**Work request:** Nothing below is to be printed except the lines between the line holding "Target: black pants" and the line holding "Target: white sun hat", inclusive, each exactly as it appears.

Referring expression pointing data:

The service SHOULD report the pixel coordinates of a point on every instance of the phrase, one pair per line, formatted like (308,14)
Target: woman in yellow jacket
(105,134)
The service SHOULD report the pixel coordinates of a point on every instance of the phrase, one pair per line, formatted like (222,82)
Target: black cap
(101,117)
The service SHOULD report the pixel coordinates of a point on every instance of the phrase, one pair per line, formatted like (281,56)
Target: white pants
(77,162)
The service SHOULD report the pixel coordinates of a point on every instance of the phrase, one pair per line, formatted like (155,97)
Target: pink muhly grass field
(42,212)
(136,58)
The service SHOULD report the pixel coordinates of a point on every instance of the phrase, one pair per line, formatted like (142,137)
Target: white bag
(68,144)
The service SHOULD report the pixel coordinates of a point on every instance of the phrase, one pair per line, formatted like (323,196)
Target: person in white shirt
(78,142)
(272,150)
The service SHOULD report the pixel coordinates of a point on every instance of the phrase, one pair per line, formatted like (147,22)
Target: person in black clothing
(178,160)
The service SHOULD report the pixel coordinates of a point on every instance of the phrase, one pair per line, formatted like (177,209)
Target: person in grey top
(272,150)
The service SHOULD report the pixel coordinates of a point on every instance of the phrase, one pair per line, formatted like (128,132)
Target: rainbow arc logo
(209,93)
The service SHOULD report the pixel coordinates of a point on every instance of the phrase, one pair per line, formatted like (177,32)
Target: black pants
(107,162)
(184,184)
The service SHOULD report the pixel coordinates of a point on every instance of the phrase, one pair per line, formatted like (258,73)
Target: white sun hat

==

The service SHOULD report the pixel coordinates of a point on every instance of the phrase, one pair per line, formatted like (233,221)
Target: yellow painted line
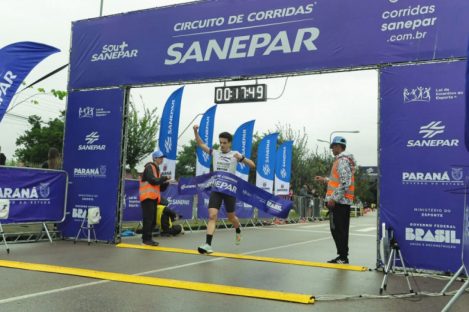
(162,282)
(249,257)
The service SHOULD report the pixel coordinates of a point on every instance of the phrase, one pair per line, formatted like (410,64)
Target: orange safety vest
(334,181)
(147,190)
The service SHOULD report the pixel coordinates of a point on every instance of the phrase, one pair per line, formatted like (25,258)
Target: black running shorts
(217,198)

**Exercise response:**
Target: black pants
(107,162)
(184,184)
The service SHOULD report the pixel coordinates of a point on every instance of the phrase, one pair per line, formatted like (258,73)
Target: white sun hat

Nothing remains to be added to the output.